### What is required
Set down all of the data that follows word for word, without the images.

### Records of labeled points
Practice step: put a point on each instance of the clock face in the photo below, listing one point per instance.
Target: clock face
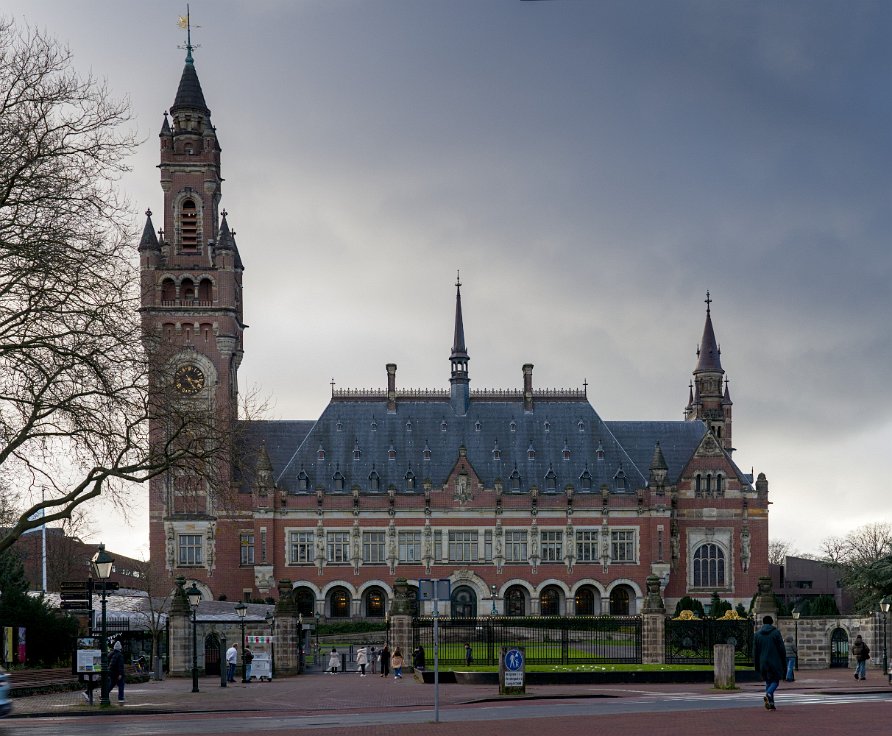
(188, 379)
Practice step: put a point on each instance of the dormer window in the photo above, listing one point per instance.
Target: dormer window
(303, 481)
(514, 481)
(620, 480)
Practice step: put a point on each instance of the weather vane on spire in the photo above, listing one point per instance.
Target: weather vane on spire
(184, 22)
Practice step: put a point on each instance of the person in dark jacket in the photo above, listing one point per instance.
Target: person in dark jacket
(116, 671)
(792, 653)
(862, 654)
(769, 658)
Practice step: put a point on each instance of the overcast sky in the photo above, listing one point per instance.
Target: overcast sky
(591, 167)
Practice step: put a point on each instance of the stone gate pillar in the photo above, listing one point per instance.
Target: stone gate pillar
(765, 604)
(401, 621)
(286, 642)
(180, 614)
(653, 624)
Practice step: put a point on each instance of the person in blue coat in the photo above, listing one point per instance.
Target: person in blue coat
(769, 658)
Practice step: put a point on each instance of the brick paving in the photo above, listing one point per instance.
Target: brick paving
(320, 693)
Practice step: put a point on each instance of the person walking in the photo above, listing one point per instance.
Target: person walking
(362, 659)
(792, 653)
(249, 657)
(396, 661)
(384, 658)
(116, 671)
(231, 662)
(334, 662)
(769, 658)
(861, 652)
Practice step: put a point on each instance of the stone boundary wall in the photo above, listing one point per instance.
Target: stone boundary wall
(814, 634)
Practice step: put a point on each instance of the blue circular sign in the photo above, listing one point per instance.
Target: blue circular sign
(514, 660)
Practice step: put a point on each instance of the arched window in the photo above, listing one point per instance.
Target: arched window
(168, 291)
(305, 600)
(189, 224)
(375, 603)
(340, 603)
(515, 601)
(550, 602)
(709, 566)
(585, 602)
(205, 291)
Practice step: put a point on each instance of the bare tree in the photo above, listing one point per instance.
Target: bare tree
(779, 550)
(74, 374)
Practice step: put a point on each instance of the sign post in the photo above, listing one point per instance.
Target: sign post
(435, 591)
(512, 671)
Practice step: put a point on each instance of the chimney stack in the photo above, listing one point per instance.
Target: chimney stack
(528, 387)
(391, 388)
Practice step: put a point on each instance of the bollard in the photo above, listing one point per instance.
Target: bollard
(223, 663)
(723, 657)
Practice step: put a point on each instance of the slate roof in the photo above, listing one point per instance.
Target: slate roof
(498, 435)
(189, 94)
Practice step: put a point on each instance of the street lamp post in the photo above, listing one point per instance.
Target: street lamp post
(102, 564)
(241, 609)
(884, 607)
(194, 596)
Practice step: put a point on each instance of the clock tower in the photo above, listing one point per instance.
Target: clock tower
(191, 281)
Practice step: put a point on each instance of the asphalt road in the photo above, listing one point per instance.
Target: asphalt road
(656, 714)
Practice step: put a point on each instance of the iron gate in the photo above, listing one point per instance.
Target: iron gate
(691, 641)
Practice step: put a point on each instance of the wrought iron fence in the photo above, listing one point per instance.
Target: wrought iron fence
(691, 641)
(548, 640)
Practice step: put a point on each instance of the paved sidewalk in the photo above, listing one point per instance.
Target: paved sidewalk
(348, 692)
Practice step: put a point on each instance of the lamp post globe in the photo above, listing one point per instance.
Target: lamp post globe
(194, 596)
(101, 565)
(884, 607)
(242, 610)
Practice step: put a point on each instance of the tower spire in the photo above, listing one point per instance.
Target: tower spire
(460, 390)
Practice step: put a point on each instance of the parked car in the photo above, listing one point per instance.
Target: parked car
(5, 702)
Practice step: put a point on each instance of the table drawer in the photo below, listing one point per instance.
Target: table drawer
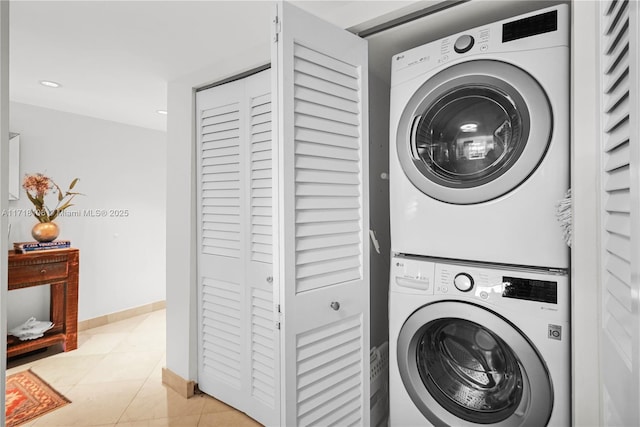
(37, 273)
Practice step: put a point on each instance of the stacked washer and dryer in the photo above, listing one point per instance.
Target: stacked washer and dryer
(479, 292)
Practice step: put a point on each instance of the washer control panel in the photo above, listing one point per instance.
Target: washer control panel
(524, 288)
(412, 276)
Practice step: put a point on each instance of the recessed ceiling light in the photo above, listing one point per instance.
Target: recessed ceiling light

### Reply
Practice step: put a point on each instance of the clock face in the photo below, listing one point per instance.
Target: clock face
(188, 379)
Practice step: put a point on each instance of the dormer window in the photo above, listing one point per instance.
Target: dormer window
(303, 481)
(514, 481)
(620, 480)
Practice step: put a point on each instance of the weather vane on spire in the photo above, listing one point per instance.
Target: weather vane on spire
(184, 22)
Practice step: put a point on each instance of the person in dark jacket in the photo above, listing one point per instance.
Target: person in dark jacket
(116, 671)
(792, 653)
(862, 654)
(769, 658)
Practice step: put a point on each instance of the overcast sky in the photo above, listing one point per instance.
Target: overcast sky
(591, 167)
Practice step: put a point on each instance of the stone gate pillar in the photo above, listing one point per instance.
Target: stone gate pillar
(765, 604)
(401, 621)
(286, 642)
(180, 614)
(653, 624)
Practice step: put a point on each instance of the person in blue coat in the photo above, listing one point per instance.
Target: person in blue coat
(769, 658)
Practice step: put a point on each instance of the brick paving in the photo above, listing one point per instance.
Target: brick paving
(320, 693)
Practice step: put a point on each instance of the person walking in the photo above, listing one point per instance.
Target: person walking
(362, 659)
(792, 653)
(249, 657)
(396, 661)
(384, 658)
(116, 671)
(231, 662)
(334, 662)
(769, 658)
(861, 652)
Practice step: put a point on each instance of the stone boundary wall in the photo above, listing one point per instance.
Target: stone boundary wall
(814, 634)
Practice step: put a point on each instance of the blue circular sign in the photo above, listing one point per instance.
Target: blue circular sign
(514, 660)
Practice step: put a point on each instance of the arched window in the photo above, listing one point per instance.
Target: arched window
(168, 291)
(305, 600)
(189, 224)
(375, 603)
(340, 603)
(515, 601)
(550, 602)
(709, 566)
(585, 602)
(205, 291)
Practice step: put a point on each instance of the bare tree in the photo above, listing one point per instance.
Target: bare tree
(779, 550)
(74, 374)
Practice step: put a point on each instance of the sign post in the photo above, listing one point per instance.
Target: sign post
(435, 591)
(512, 671)
Practice step: put a point on each instance of the chimney stack in the photo above, listing one point per instance.
Target: chimney stack
(528, 387)
(391, 388)
Practice step: put a point on each instance of the bollard in the photo above, listing one point per instance.
Target: bollard
(223, 663)
(723, 657)
Practice step: put a point on each instance of the slate roof in the photo above, listing one point per instance.
Target: slate roof
(498, 435)
(189, 94)
Practice step: put a point on each instance of the street lamp post in the photo above, listing one point per instance.
Target: street lamp post
(102, 564)
(241, 609)
(884, 607)
(194, 596)
Practice step: put a point on each instance of the clock tower in the photo above, listing one point per instance.
Target: clock tower
(191, 281)
Practice step: put a point on each instance of the asphalt road in the photo above, listing one point per instance.
Target: asphalt road
(656, 714)
Practice step: put a point on each instance of the iron gate in the photo above, listing one point per instance.
Target: iron gate
(691, 641)
Practice step: put a point on each instance of the wrought iron fence in the photo above, listing one point per instance.
Target: wrought iron fence
(691, 641)
(548, 640)
Practice step: put a point on each instance of the paved sidewalk in the photo above, listing one point per instance.
Target: paved sidewalk
(348, 692)
Practice step: put a point on each instance of the lamp post globe in the photo above, listing one point per instance.
Target: lamp post globe
(194, 596)
(101, 565)
(884, 607)
(242, 610)
Practice step: put a point on each instance of the tower spire in the photo above, listing one point per instance.
Target: tower spire
(460, 390)
Practice step: put a point on each instance of the parked car in the photo above, listing one point per instance.
Target: parked car
(5, 702)
Practice step: put a point on each instance of the table drawer in the photo below, listing one point per instance.
Target: table drawer
(37, 273)
Practice step: put a point on each instance of the stacked washer and dryer in the photo above, listing one point per instance.
Target: stacked washer and dryer
(479, 292)
Practice step: put a point on each instance of the washer control panel in the photo above, listing one point per instance.
Target: washer control panel
(524, 288)
(412, 276)
Practice step: put a point on each instance of the recessed ceiling light in the photo above, listing one point per instance.
Target: recessed ceiling light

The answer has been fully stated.